Text excerpt →
========================

The behaviour [the women] complained of was found by a jury not to constitute criminal conduct, and Alex Salmond is innocent of criminality. But that doesn’t mean that the behaviour they claimed of didn’t happen.
Here is the problem. The complainants in the case claimed that Mr Salmond had either attempted to rape them or that he sexually assaulted them. In law, when a jury finds someone not guilty, it means that it did not happen. When a jury – in Scotland – finds a charge not proven, it means that the evidence was not sufficient to prove beyond reasonable doubt that it did happen. The law, however, has its limitations. Every day people are denied justice in courts, and every day there are miscarriages of justice. It is an imperfect system. So, Ms Sturgeon is correct; just because the court found Alex Salmond not guilty, does not mean that the events as the women testified to them did not happen. But this also implies the opposite; just because a court finds someone guilty, does not mean the events as the witnesses reported them did actually happen. We can play this game all day, and this is one of the reasons why we must leave these questions to the determination of the courts.
It is perfectly alright for us here to toy with these hypothetical abstractions, but it is not alright for a head of government to do the same at a press conference. It is unethical for an elected leader to cast doubt on the verdict of a court, and, for Ms Sturgeon, this is a serious violation of the ministerial code of the Scottish parliament. A Scottish court arrived at a not guilty verdict, and so, for the First Minister, the verdict is not guilty – it did not happen. Neither can she hide behind the language of evidence and testimony being found to not constitute criminal conduct.
Under the Sexual Offences (Scotland) Act 2009, both attempted rape and sexual assault are acts of criminal conduct, and these were the charges brought against Mr Salmond. This is to say, attempted rape and sexual assault cannot be committed up to a point not constituting criminality. Either it is attempted rape and sexual assault or it is not. The court determined that Alex Salmond did not commit attempted rape or sexual assault. And it is not for the First Minister to speculate on the possible limitations of the court’s decision in any particular case. This is not her job, and for her to sow the seeds of doubt in the public mind is wrong.
Attempted rape and sexual assault cannot be committed up to a point not constituting criminality. Either it is attempted rape and sexual assault or it is not.
Yet, getting back to that pipe that is not a pipe, for Nicola Sturgeon, her identity politics, coupled with the magisterium of her own opinion, this speculation constitutes a kind of transcendent truth. She can cast doubt on the decision of a court because in her mind the court may have made a mistake. Time and again in this case – and in other similar cases – we have encountered the feminist identity politics slogan ‘Believe Women.’ Such a maxim points to the special nature of women as victims, whose weaker position within the ‘patriarchy’ makes it more difficult for them to receive justice, and who, therefore, we must simply believe. While this call to trust women reporting sexual violence is based on a reality – the fact that women do find it difficult to receive justice in the courts, it is an emotional and not a rational claim. Justice cannot and will not give preferential treatment to one group over another. This would not and could not be justice. Even with all it’s limitations, the law demands evidence, testimony, and the interpretation of evidence and testimony.

========================

Tasks for this exercise →
1) Can you condense the paragraph starting "Under the Sexual Offences (Scotland) Act 2009" in the commentary on the Salmond verdict into a short bulleted list of its main facts?
2) Could you write the next part of the commentary on the Salmond verdict, picking up after its final sentence?
The entries that follow are separate material with no connection to the text.

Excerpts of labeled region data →
========================

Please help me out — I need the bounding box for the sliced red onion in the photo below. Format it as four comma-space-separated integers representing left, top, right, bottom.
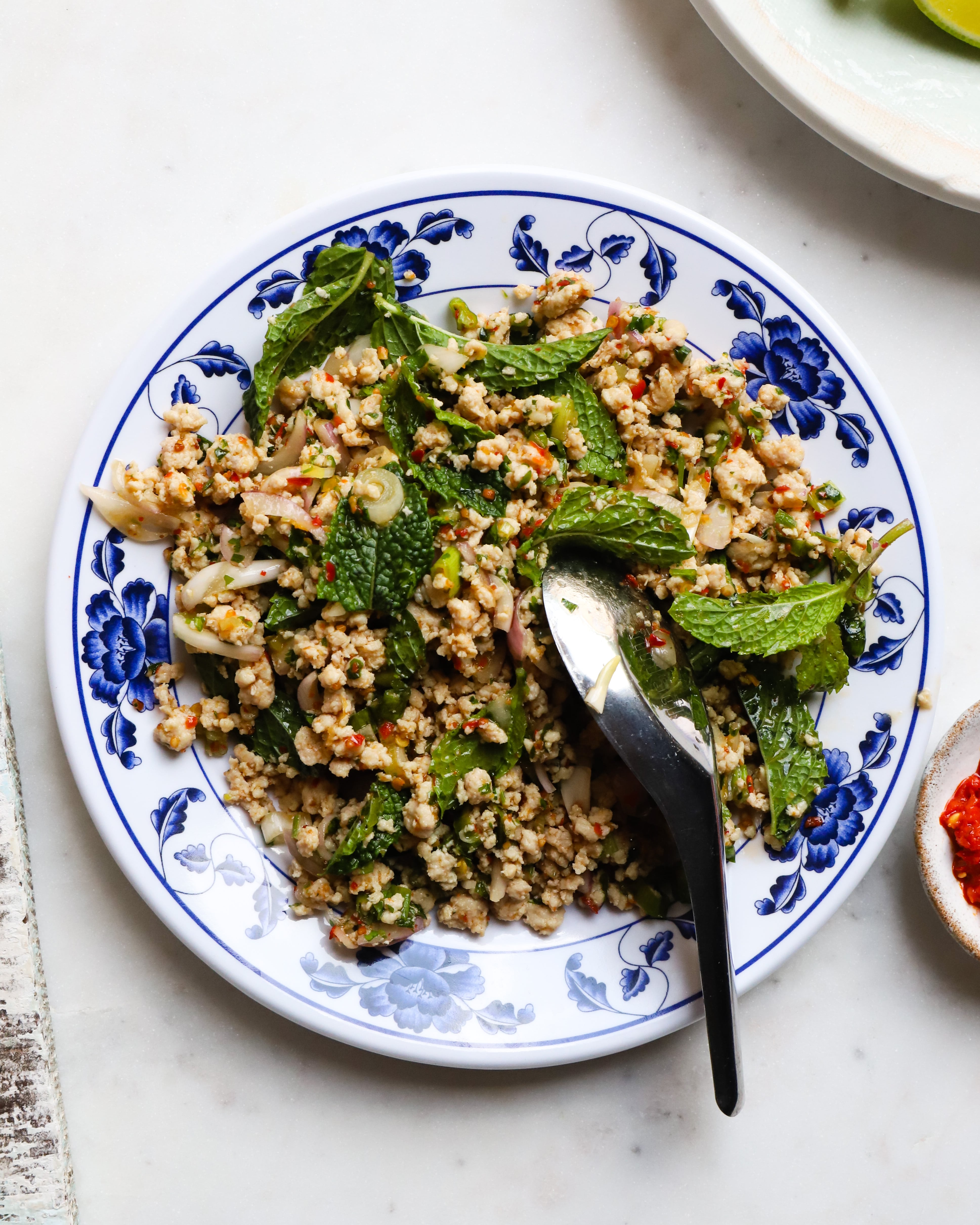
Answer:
180, 558, 287, 610
173, 613, 266, 664
561, 766, 592, 813
534, 762, 555, 795
303, 478, 323, 512
283, 829, 323, 877
78, 485, 180, 540
241, 491, 326, 544
626, 327, 647, 353
296, 673, 323, 714
314, 418, 350, 477
256, 409, 306, 477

========================

Expected outputs →
1)
- Under the Sexual Offences (Scotland) Act 2009, attempted rape and sexual assault are criminal conduct, and these were the charges brought against Mr Salmond.
- These acts cannot be committed up to a point short of criminality. Either they are attempted rape and sexual assault or they are not.
- The court determined that Alex Salmond committed neither.
- Speculating on the limitations of the court's decision is not the First Minister's job, and sowing doubt in the public mind is wrong.

2)
Simply and uncritically believing anyone or any particular group who reports a crime itself creates injustice. If we are to ‘believe women’ in rape and sexual assault cases, then – as a matter of faith and not reason – we must believe them no matter the verdict; as is the case right now against Alex Salmond. No matter the decision of the court, then, to ‘believe women,’ means that in a meaningful-meaningless way the accused may still have committed the crime and is therefore guilty by accusation. In no sense can this be described as justice.
What this is, is a hyper-individualistic truth claim arrogating to itself the offices of judge, jury, and executioner. Rather than justice, this is vengeance stemming from a particular identity politics which seeks retribution for the real and perceived crimes and injustices committed upon and felt by this one victim group – women – against an imagined oppressor group – men. The precedent it sets is awful, and the effect only makes victims of individuals of the so-thought oppressor class. Men and boys accused of rape or sexual assault can never under any circumstances, even innocence, be innocent – because the limitations of the system will always mean the accused might have done it. Such a perverse reality, in fact, dispenses with the law altogether. What need is there of a court and a legal system when everyone accused is guilty by accusation?
Men and boys accused of rape or sexual assault can never under any circumstances, even innocence, be innocent – because the limitations of the system will always mean the accused might have done it.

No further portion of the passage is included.